The exercise calls for a faithful copy of all the data.

Natural language region descriptions

=== Section Start ===

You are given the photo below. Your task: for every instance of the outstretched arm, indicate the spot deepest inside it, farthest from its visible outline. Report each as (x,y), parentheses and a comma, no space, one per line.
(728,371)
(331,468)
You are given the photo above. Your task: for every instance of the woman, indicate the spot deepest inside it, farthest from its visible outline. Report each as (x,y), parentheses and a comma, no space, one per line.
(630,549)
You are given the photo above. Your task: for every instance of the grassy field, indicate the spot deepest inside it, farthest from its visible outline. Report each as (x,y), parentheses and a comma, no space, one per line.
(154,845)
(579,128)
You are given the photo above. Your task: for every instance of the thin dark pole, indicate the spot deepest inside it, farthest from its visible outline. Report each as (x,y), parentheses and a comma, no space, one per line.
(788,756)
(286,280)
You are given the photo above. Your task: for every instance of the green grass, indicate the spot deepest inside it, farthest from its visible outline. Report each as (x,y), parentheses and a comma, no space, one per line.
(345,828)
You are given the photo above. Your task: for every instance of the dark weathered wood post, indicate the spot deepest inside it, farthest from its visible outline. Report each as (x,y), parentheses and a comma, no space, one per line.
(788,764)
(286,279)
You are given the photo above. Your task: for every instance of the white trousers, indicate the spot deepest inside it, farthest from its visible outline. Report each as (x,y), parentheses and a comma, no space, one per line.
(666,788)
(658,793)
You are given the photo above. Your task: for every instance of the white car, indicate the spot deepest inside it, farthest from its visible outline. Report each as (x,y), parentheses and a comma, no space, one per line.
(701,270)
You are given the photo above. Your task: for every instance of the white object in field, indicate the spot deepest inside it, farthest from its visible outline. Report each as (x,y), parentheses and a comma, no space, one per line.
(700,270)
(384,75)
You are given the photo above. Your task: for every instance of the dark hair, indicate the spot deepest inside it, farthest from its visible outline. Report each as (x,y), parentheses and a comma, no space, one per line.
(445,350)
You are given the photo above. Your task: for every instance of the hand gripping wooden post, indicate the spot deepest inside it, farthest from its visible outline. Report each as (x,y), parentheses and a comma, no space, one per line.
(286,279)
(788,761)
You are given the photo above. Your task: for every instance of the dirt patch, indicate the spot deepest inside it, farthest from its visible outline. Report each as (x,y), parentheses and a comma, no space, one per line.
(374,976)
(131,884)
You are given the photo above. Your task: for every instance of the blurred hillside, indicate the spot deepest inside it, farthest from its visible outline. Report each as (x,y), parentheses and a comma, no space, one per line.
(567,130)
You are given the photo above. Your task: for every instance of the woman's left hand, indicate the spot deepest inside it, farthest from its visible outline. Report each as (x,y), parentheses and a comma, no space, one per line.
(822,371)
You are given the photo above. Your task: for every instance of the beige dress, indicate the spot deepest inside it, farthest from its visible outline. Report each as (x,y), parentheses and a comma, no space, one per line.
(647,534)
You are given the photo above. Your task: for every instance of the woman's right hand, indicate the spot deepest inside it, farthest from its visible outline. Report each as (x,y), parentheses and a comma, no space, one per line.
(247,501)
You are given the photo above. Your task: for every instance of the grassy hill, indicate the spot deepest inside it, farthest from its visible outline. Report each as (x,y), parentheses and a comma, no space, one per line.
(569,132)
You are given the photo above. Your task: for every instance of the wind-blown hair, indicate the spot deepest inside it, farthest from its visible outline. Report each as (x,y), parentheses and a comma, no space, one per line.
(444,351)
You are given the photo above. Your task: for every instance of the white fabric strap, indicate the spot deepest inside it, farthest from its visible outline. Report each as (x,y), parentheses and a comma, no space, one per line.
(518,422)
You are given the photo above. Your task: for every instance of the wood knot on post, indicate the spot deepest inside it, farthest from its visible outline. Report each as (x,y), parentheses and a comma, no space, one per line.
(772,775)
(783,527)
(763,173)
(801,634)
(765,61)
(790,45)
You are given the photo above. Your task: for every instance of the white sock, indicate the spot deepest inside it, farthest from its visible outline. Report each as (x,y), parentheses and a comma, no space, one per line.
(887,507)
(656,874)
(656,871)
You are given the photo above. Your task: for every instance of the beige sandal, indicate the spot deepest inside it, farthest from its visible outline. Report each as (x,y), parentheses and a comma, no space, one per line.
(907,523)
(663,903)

=== Section End ===

§ Written solution:
You are given the photo below. Your task: for every instance of the outstretched arm, indicate the spot deepest inside it, farthest from its visible outline. Report each as (x,y), parentheses and a comma, no space, one per line.
(728,371)
(331,468)
You are given the photo above. Your task: for every instance of the woman, indicate the spot deepest inside it, farthest from its visible outline. Report each as (x,y), parentheses and a comma, no space, one per line.
(630,549)
You are given the photo above. Your task: for every instance of the grassy field, indicate the spot deepest inside it, farthest from its visible outline. Report each as (x,y), parentheses and a comma, no space, one per line.
(154,845)
(579,128)
You are given the photo above. Your task: for every instance of the thin dark pole, indicate the spot deepest inside it, farthest from its visible outline. Report each as (x,y), parentheses and a comma, no space, one per line.
(788,756)
(286,280)
You are given the photo above. Your task: for every instance of the green grass, indicate the spot deepest inside it, farthest from its visible outline. Report each as (x,y), parentheses and a comma, no space, one per line.
(345,828)
You are given the photo above. Your task: for every instance of the dark weathered wood post, indicate the spot deepest inside it, farthest from its visible outline. Report each as (x,y), parentheses and a comma, no space, one per line.
(788,764)
(286,279)
You are given the photo above. Your task: for every instance of the white trousers, indicate the spot deepest inside it, farthest from its visible outline. Report each as (x,y), parentheses and a comma, no space, one per line.
(666,788)
(658,793)
You are given the photo above. Your task: for every instance of the white car, indicate the spot deepest inside it, farthest from its visible outline. Report each as (x,y), parentheses and a comma, no space, one per line.
(701,270)
You are given the photo above. Your task: for every instance of the white object in field, indicate the spot deepest inside it, farthest from its visible outline. Report each as (x,y), parentheses and a comma, no space, one per line.
(700,270)
(384,75)
You are given the photo above. Your task: for every instance of the dark hair, indicate the spot deepest inside it, farthest from its visible outline. Report each as (x,y), parentheses and a comma, no space, one per line.
(445,350)
You are given the photo above. Your task: for every instance of the hand gripping wooden post, indicate the spot deepest inside it, farthest from its visible outline. Report each as (x,y), parentheses and a comma, no space, one per line.
(286,279)
(788,761)
You are given the photo above. Your task: for every instance of the dirt patch, indicate the spot deepest inside it, farthest from its visible outline. Report each as (x,y), parentheses and a comma, no space, one per line.
(374,976)
(131,884)
You are given the photo above. Your task: for every instance of the blurred hillside, indicate the spot deepest inside it, farthest from its visible outline. Report each as (x,y), parentheses and a comma, no space, one per line.
(567,130)
You are given the photo above. Your task: for every instance of the woman's left hand, indicate the spot deepest inside it, farthest from its visible outline. Report each as (x,y), parentheses and a comma, no space, one per line.
(822,371)
You are given the photo above. Your task: for every instance of the beige dress, indicate the spot deepest inside it, farthest from its visible outline. Report each as (x,y), parentheses and a comma, no space, one per line.
(647,534)
You are given the photo above. Your task: for every instance of the woman's right hand, indicate the spot deepest inside it, farthest from its visible outline. Report each as (x,y), parentheses and a comma, no space, one per line.
(247,501)
You are given the photo above. Your task: for every instance of the grassy hill, indicate the spot deepest inside it, farthest from its visible outline. Report each as (x,y), parentheses and a comma, no space, one per line.
(569,132)
You are given the photo above. Your task: for every instance of the wind-blown hair, indicate the spot deepest inside it, farthest from its visible outline. Report each as (x,y), parentheses and a comma, no space, one per line.
(444,351)
You are given the photo above. Your task: for every instance of the white fabric strap, indicate the spot deepest inside it, farthest from its visible outline. Report each as (x,y), parentheses and a comma, no space, one per line.
(518,422)
You are given the photo above. Your task: for every instance of the wood knot on post, indicate the spot deepest inside it, farthest from its visible outline. Report each as (x,y), parentheses and a comma, no space, one per line.
(772,775)
(783,527)
(763,173)
(801,634)
(765,61)
(790,45)
You are given the photo above. Your task: for every instance of the white sock, indicate the spot deepest inside it, farthest from its visible outline. Report each as (x,y), parentheses and a comma, no space, one per line.
(887,507)
(656,874)
(656,871)
You are given the photo above. Your task: for every instance of the beige sandal, indicate the spot deepest inside it, farthest from its visible outline. Report each as (x,y), parentheses and a comma, no space, one per line.
(907,523)
(663,903)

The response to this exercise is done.